# Görevler ve Alıştırmalar
a - Kemalizm ve ordu üzerine yazılmış metne göre Enver'in kaç çocuğu vardır?
b - Kemalizm ve ordu üzerine yazılmış metinde "Ailesine, kendisine ve" ile "bir şey yahu!" arasındaki bölümü, her iki ifade de dahil olmak üzere aynen yazınız.

# Metin
- - -

Peki Kemalizm’in, yaklaşık olarak profilini özetlemeye çalıştığımız bu insana ve duruma reva gördüğü muamele nedir?

Ailesine, kendisine ve inançlarına galiz küfürler, dayaklar, falakalar, çıplak bırakmalar vs…

Bütün bunlardan sonra Kemalizm’in neden Türkiye için bir utanç vesilesi olduğunu daha iyi anlayabiliyor muyuz, bilmiyorum…

Bıraktık Kemalizm’in dinî eleştirisini, bu fikriyatın en küçük düzeyde bile insanlıkla alakası var mı?

Enver evli ve 2 çocuğu var!

Karısını, anasını ve iki bacısını inançları gereği taktıkları başörtüsüyle size bu millet tarafından emanet edilen ve askerî denilen bölgenize almayacaksınız ama yakınlarına yaz sıcağında nizamiye önünde bekleme ve ağlama cezası verdiğiniz adamdan kendinize itaat ve hatta ‘şehadet’ falan bekleyeceksiniz öyle mi?

Bu ne asil ne de adil bir şey yahu!

İronik ve zavallıca!

Yok yok, mezkur yazarlar haklılar, bu ordu vallahi adam olmaz, değiştirelim…

Mehmet Altan’ın Amerikalı bir gazeteciden aktardığı söz tam isabet kaydediyor:

“Her devletin ordusu varken, Türkiye’de Ordu’nun devleti var!”

- - -

# Kayıtlar

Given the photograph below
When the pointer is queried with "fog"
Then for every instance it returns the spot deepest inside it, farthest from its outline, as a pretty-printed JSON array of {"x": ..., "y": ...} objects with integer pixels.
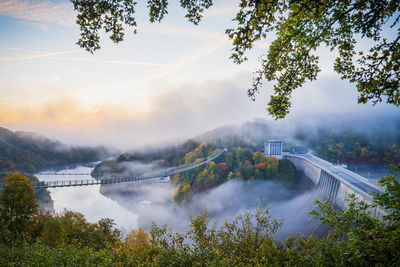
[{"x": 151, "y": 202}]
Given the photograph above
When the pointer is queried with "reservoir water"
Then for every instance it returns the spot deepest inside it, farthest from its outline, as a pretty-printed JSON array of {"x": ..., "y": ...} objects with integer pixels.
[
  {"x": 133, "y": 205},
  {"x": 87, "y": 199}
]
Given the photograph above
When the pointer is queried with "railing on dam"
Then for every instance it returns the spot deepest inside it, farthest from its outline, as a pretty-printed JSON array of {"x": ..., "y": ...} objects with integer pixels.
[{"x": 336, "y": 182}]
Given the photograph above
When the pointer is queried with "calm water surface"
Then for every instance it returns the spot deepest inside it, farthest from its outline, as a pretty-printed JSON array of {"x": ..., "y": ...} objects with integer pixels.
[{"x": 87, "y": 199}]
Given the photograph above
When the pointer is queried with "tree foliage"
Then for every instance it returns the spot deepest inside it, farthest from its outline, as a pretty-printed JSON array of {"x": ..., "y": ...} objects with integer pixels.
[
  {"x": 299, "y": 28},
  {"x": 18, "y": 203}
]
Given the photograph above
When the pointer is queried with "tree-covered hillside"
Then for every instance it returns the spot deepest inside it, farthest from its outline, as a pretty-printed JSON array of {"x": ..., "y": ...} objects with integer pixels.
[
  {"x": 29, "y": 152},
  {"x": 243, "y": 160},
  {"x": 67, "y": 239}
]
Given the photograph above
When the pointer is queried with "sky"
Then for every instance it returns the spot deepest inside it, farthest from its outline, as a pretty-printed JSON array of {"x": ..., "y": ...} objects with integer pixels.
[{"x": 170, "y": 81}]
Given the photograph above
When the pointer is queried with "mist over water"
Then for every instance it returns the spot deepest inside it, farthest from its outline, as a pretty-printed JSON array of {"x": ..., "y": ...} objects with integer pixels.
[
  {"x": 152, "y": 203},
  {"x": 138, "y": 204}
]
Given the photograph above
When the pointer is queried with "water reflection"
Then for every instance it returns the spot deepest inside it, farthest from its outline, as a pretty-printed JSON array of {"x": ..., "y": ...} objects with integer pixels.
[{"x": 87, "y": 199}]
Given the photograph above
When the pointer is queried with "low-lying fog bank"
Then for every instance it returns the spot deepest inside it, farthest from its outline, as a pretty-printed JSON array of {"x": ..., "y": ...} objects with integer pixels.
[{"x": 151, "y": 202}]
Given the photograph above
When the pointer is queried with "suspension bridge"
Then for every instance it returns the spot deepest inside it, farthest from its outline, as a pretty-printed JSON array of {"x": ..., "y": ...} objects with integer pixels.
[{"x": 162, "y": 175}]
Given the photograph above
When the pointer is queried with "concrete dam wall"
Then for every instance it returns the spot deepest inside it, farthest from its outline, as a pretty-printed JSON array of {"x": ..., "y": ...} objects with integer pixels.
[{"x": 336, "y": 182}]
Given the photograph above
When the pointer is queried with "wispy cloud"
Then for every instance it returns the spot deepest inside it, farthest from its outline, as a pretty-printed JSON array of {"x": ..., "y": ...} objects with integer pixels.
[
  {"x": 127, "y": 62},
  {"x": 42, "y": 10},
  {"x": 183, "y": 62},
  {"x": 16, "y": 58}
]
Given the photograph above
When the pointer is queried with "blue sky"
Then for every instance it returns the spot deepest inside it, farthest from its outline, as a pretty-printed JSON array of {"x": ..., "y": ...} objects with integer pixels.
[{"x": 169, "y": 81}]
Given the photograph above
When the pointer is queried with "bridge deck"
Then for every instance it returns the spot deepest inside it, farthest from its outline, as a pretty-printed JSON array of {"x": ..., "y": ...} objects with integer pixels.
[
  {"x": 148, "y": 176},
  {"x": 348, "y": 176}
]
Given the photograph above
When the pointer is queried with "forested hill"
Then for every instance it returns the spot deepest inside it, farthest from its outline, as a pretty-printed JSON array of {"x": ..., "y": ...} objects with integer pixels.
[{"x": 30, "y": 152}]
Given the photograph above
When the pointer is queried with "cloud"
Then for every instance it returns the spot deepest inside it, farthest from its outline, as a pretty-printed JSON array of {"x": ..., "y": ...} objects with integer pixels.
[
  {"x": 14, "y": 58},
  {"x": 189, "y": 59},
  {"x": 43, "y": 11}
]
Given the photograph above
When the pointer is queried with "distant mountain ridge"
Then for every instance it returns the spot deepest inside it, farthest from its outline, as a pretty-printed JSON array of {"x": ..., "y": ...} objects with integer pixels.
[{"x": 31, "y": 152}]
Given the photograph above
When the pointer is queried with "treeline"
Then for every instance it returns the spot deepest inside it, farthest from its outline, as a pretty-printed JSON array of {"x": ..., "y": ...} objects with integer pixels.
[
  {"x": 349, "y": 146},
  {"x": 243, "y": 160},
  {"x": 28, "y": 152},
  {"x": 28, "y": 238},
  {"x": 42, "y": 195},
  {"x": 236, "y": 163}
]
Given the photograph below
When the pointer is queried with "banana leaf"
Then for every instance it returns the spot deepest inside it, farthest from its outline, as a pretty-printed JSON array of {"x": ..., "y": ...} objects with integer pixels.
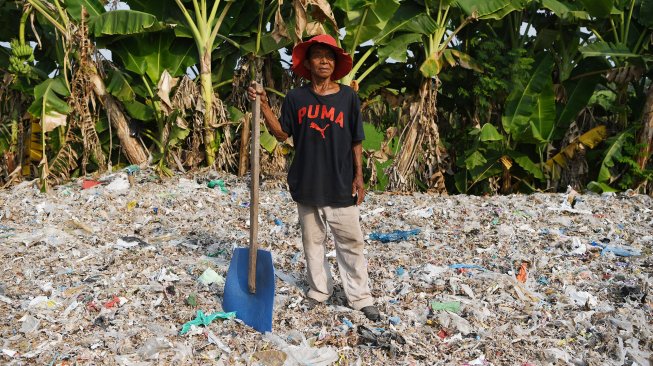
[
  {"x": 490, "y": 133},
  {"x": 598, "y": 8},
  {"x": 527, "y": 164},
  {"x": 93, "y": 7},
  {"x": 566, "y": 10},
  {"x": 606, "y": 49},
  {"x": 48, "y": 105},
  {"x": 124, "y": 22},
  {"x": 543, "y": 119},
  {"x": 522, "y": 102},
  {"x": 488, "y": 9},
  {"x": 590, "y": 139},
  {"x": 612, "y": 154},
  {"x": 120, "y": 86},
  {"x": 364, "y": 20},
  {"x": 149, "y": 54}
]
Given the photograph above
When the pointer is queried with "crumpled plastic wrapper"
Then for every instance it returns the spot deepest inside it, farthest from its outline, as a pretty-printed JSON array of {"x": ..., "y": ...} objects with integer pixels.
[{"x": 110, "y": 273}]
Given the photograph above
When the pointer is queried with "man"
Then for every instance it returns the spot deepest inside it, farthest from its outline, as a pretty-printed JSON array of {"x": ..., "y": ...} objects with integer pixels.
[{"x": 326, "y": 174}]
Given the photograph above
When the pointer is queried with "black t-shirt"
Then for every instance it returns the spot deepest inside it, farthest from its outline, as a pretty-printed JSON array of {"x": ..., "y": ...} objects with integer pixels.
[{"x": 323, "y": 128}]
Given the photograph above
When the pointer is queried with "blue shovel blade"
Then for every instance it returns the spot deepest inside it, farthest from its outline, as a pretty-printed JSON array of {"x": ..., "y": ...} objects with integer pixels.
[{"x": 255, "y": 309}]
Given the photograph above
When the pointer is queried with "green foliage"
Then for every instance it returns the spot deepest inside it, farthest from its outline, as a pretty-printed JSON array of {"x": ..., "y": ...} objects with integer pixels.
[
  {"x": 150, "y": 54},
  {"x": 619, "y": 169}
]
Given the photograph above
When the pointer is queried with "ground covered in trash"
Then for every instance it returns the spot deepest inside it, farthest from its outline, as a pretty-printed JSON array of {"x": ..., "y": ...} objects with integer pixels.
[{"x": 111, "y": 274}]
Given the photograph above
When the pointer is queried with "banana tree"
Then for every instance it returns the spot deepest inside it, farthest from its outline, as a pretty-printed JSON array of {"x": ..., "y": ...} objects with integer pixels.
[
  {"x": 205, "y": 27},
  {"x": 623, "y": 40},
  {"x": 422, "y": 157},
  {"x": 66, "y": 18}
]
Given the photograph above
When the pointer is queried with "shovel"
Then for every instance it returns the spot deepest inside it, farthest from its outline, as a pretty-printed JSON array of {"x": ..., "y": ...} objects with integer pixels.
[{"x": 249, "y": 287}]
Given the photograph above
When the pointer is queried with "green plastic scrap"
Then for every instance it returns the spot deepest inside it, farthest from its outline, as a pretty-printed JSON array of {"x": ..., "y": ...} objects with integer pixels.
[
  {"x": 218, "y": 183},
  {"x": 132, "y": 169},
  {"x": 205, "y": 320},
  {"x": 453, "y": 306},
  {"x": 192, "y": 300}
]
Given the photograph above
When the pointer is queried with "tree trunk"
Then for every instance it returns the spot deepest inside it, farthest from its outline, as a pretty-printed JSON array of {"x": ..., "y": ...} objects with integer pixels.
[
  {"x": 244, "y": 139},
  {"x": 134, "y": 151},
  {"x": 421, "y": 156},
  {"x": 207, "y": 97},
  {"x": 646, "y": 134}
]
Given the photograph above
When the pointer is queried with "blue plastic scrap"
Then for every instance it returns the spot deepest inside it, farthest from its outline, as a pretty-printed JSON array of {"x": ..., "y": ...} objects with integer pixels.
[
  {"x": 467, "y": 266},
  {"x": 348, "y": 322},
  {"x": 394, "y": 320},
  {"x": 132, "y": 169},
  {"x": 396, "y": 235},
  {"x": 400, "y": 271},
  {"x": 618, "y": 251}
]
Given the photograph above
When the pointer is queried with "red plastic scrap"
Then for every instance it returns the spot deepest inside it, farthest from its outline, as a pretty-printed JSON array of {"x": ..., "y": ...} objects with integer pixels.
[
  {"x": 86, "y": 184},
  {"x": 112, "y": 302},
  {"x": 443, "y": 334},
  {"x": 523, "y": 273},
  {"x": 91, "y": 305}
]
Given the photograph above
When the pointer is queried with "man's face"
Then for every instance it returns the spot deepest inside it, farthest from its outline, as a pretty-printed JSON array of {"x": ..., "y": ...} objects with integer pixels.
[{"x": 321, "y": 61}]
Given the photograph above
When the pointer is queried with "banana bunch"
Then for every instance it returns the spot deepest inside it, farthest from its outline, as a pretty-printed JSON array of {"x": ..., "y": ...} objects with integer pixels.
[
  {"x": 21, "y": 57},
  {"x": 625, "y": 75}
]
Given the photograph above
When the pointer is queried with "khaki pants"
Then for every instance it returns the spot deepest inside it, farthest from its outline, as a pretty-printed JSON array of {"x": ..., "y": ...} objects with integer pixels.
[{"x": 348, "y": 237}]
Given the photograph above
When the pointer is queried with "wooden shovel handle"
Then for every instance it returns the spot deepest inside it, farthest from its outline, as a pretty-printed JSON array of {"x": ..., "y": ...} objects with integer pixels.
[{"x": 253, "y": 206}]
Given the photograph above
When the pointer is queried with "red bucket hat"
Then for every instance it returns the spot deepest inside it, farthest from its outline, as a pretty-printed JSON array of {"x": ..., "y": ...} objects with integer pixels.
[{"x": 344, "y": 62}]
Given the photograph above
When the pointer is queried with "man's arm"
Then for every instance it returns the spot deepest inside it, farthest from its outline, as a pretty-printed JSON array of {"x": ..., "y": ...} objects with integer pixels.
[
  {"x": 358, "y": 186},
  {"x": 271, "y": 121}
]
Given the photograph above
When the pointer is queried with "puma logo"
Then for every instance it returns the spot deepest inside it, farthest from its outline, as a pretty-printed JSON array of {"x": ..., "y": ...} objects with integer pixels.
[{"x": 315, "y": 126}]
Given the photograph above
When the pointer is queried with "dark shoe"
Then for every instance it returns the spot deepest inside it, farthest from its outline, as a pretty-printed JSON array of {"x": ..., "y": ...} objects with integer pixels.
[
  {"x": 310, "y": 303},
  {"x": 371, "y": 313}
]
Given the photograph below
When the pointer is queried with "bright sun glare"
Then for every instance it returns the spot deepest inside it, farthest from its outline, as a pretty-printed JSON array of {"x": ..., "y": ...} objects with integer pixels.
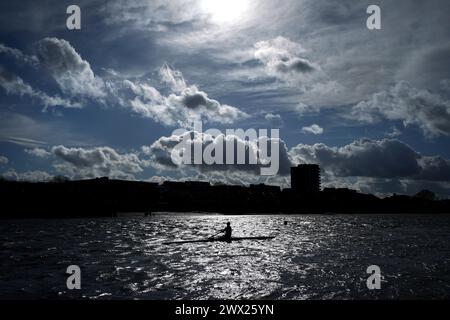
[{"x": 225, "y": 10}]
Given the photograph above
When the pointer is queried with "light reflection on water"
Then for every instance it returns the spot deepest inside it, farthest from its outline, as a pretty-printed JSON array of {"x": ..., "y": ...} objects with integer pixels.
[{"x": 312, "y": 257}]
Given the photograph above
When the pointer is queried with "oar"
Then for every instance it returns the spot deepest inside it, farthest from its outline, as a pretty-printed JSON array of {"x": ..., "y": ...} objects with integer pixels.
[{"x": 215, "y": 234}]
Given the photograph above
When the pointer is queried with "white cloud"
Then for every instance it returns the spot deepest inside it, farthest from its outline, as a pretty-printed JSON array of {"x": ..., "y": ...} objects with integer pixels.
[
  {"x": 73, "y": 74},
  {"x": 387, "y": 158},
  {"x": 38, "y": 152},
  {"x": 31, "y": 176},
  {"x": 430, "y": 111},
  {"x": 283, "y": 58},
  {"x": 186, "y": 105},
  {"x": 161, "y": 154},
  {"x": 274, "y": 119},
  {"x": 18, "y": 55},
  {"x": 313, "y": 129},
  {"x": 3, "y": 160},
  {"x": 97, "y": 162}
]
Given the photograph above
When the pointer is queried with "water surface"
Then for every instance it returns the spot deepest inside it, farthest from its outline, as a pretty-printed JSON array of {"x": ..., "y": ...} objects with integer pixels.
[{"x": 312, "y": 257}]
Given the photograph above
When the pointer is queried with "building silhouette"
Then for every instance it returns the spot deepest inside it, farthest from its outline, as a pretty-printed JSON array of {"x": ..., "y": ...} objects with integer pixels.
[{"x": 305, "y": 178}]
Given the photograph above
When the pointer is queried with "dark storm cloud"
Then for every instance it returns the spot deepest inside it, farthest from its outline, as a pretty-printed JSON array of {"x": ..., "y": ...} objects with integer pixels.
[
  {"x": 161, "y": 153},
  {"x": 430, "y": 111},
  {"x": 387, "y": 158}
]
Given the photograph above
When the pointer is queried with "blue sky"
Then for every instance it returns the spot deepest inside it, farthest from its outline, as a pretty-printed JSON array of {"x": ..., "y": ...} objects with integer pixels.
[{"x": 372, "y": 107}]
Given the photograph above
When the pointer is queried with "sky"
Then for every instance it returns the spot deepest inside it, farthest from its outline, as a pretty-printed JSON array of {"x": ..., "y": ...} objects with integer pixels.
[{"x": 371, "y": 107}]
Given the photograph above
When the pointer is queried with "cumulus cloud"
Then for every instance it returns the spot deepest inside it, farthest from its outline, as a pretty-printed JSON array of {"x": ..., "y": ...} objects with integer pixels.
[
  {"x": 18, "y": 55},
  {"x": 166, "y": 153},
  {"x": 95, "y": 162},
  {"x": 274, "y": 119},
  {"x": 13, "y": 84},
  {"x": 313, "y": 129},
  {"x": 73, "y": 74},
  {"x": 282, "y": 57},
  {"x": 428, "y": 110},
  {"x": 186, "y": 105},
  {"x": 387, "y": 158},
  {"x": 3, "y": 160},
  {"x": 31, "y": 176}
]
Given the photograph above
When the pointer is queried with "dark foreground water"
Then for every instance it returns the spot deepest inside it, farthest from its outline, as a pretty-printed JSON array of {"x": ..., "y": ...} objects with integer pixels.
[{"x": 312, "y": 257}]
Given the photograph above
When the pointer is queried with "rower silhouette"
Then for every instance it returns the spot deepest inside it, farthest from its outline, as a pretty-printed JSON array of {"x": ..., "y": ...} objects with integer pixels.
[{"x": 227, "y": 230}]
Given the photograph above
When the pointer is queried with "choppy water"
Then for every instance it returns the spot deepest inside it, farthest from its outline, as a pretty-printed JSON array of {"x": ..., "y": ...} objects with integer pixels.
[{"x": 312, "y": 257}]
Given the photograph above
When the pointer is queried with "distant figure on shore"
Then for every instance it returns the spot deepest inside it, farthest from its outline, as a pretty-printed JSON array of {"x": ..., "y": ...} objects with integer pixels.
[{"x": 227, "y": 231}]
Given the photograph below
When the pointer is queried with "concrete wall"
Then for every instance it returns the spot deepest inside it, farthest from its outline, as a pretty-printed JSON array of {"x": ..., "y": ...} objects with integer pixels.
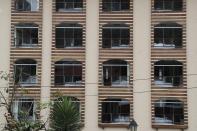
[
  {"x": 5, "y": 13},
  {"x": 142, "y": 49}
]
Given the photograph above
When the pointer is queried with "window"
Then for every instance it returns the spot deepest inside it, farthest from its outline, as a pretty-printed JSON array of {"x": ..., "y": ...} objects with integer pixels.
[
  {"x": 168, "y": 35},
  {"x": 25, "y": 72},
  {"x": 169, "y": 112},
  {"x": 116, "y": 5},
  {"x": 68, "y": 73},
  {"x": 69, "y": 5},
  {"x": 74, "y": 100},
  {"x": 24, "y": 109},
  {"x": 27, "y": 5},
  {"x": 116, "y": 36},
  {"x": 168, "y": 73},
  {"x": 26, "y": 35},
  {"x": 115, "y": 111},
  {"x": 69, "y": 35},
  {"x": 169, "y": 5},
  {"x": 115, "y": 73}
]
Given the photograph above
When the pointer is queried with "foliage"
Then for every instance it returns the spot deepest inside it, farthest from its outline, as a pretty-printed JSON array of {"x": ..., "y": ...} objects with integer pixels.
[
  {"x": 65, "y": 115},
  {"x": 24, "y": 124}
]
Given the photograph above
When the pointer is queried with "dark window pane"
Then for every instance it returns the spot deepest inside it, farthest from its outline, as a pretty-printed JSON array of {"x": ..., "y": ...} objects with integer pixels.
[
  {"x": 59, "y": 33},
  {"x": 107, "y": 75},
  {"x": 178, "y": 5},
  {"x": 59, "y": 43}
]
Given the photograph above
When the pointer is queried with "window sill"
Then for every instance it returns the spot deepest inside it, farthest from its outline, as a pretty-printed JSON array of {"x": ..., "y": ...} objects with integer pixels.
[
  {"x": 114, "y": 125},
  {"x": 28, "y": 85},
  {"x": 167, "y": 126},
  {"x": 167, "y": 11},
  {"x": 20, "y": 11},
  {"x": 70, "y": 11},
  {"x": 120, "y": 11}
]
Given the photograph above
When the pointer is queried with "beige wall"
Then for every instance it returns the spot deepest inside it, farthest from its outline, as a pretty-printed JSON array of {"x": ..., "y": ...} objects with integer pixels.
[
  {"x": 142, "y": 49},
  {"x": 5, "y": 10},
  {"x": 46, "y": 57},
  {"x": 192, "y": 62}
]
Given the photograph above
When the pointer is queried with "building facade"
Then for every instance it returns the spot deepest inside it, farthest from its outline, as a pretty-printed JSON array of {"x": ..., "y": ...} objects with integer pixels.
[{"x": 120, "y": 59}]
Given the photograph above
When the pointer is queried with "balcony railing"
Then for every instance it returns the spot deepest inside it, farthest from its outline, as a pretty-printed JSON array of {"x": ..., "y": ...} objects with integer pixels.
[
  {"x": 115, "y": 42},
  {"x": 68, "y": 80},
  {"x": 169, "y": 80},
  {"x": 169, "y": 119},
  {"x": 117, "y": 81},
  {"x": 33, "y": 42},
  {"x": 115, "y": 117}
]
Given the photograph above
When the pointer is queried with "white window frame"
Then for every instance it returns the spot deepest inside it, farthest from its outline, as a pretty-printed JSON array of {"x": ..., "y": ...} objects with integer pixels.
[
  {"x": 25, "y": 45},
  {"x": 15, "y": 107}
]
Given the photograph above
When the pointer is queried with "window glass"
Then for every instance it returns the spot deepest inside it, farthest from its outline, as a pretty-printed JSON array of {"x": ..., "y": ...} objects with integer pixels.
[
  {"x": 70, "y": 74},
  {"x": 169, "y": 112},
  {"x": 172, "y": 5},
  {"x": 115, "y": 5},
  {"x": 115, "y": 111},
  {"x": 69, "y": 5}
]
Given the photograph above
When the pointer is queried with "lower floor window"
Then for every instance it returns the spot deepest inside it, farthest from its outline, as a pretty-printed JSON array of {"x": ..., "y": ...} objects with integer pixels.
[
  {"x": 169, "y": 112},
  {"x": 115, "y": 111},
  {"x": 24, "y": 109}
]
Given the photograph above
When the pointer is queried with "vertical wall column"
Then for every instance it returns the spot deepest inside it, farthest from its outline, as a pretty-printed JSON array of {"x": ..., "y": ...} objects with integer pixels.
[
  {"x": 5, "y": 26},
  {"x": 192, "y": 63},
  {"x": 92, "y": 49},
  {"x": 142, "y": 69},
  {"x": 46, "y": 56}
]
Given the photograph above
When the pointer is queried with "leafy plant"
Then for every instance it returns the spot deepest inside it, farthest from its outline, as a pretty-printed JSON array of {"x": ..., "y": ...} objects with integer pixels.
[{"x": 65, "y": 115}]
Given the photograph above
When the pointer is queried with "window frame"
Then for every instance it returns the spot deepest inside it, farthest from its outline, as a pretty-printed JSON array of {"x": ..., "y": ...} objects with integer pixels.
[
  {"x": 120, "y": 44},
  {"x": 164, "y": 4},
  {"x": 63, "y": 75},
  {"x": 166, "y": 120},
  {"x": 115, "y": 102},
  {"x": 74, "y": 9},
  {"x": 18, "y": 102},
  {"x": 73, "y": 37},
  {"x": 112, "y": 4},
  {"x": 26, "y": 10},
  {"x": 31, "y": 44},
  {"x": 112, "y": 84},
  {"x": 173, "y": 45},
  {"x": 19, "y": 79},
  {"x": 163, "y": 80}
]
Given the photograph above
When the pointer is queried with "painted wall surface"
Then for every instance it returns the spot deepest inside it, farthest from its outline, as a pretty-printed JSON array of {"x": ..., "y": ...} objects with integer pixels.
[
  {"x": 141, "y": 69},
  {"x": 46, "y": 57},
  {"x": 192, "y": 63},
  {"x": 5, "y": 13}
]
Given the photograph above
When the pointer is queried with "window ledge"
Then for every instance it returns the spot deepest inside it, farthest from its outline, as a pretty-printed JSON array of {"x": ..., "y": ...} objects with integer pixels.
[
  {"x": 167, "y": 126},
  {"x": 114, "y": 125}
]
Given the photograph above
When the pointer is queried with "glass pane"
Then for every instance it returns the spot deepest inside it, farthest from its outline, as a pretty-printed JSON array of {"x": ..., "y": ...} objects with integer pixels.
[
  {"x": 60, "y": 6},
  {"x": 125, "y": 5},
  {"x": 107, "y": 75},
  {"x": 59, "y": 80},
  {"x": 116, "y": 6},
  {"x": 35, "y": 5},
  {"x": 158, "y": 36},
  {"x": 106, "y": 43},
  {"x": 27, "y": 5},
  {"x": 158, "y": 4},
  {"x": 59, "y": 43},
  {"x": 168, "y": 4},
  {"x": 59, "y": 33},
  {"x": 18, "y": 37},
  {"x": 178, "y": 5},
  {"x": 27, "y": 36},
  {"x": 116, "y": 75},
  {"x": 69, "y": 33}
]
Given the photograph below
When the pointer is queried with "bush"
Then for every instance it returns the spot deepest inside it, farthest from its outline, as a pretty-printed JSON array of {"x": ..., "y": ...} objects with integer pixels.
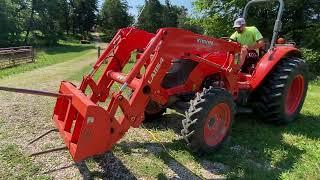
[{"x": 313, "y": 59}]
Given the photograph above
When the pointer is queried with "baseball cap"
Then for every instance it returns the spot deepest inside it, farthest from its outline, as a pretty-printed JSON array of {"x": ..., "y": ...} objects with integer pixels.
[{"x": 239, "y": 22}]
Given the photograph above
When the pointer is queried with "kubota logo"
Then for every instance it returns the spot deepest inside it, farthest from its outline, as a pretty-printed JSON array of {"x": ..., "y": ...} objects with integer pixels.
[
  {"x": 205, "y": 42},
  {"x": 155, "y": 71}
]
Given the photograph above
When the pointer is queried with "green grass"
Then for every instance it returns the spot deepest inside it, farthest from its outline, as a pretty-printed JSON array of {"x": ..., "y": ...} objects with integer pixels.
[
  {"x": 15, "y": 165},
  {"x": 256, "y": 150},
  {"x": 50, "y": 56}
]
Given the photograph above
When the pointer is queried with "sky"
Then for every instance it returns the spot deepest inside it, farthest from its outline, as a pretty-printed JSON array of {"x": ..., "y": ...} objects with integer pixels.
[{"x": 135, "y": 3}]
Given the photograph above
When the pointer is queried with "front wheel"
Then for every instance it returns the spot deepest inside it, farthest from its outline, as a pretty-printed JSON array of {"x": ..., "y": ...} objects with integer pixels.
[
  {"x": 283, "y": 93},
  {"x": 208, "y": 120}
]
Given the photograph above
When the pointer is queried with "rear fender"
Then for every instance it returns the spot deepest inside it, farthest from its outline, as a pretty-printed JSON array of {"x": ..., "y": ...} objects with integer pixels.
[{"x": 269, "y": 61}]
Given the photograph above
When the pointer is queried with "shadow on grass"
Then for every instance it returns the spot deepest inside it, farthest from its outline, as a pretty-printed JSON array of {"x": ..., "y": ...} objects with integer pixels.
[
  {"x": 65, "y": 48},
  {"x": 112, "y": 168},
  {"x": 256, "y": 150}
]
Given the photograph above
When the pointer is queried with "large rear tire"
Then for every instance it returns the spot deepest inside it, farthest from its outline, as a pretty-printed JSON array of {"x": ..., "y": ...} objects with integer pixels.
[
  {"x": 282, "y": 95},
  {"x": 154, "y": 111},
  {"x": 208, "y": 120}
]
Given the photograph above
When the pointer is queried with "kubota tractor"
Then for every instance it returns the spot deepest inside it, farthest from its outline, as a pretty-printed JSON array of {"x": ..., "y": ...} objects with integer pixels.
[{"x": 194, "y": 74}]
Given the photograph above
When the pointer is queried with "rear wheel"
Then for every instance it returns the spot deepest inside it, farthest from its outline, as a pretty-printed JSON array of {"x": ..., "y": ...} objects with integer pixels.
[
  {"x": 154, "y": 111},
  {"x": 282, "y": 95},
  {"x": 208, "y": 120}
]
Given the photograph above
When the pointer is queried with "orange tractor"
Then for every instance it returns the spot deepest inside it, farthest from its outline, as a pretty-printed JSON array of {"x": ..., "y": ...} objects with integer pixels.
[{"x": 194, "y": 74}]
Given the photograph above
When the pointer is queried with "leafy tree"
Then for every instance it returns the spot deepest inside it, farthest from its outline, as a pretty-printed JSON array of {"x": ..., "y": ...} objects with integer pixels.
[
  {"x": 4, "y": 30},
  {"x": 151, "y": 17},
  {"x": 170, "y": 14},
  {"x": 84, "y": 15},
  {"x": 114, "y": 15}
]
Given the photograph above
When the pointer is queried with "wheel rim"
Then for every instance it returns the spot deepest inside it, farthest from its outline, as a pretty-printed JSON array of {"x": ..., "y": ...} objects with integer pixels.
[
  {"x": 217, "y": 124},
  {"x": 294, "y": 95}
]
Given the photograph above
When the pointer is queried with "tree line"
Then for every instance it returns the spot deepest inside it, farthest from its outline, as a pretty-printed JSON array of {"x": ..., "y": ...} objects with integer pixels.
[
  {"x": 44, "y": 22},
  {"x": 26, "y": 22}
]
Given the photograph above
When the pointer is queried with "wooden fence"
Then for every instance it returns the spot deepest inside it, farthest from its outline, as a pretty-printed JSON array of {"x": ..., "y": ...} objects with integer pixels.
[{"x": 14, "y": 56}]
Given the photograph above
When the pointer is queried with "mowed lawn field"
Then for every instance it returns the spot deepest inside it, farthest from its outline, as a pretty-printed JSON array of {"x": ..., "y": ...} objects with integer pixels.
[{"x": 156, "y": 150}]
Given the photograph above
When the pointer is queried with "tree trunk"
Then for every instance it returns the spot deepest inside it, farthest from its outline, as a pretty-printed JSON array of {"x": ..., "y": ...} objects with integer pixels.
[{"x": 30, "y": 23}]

- - -

# Görev Sonuçları
a - Enver'in iki çocuğu vardır.

b -
Ailesine, kendisine ve inançlarına galiz küfürler, dayaklar, falakalar, çıplak bırakmalar vs…

Bütün bunlardan sonra Kemalizm’in neden Türkiye için bir utanç vesilesi olduğunu daha iyi anlayabiliyor muyuz, bilmiyorum…

Bıraktık Kemalizm’in dinî eleştirisini, bu fikriyatın en küçük düzeyde bile insanlıkla alakası var mı?

Enver evli ve 2 çocuğu var!

Karısını, anasını ve iki bacısını inançları gereği taktıkları başörtüsüyle size bu millet tarafından emanet edilen ve askerî denilen bölgenize almayacaksınız ama yakınlarına yaz sıcağında nizamiye önünde bekleme ve ağlama cezası verdiğiniz adamdan kendinize itaat ve hatta ‘şehadet’ falan bekleyeceksiniz öyle mi?

Bu ne asil ne de adil bir şey yahu!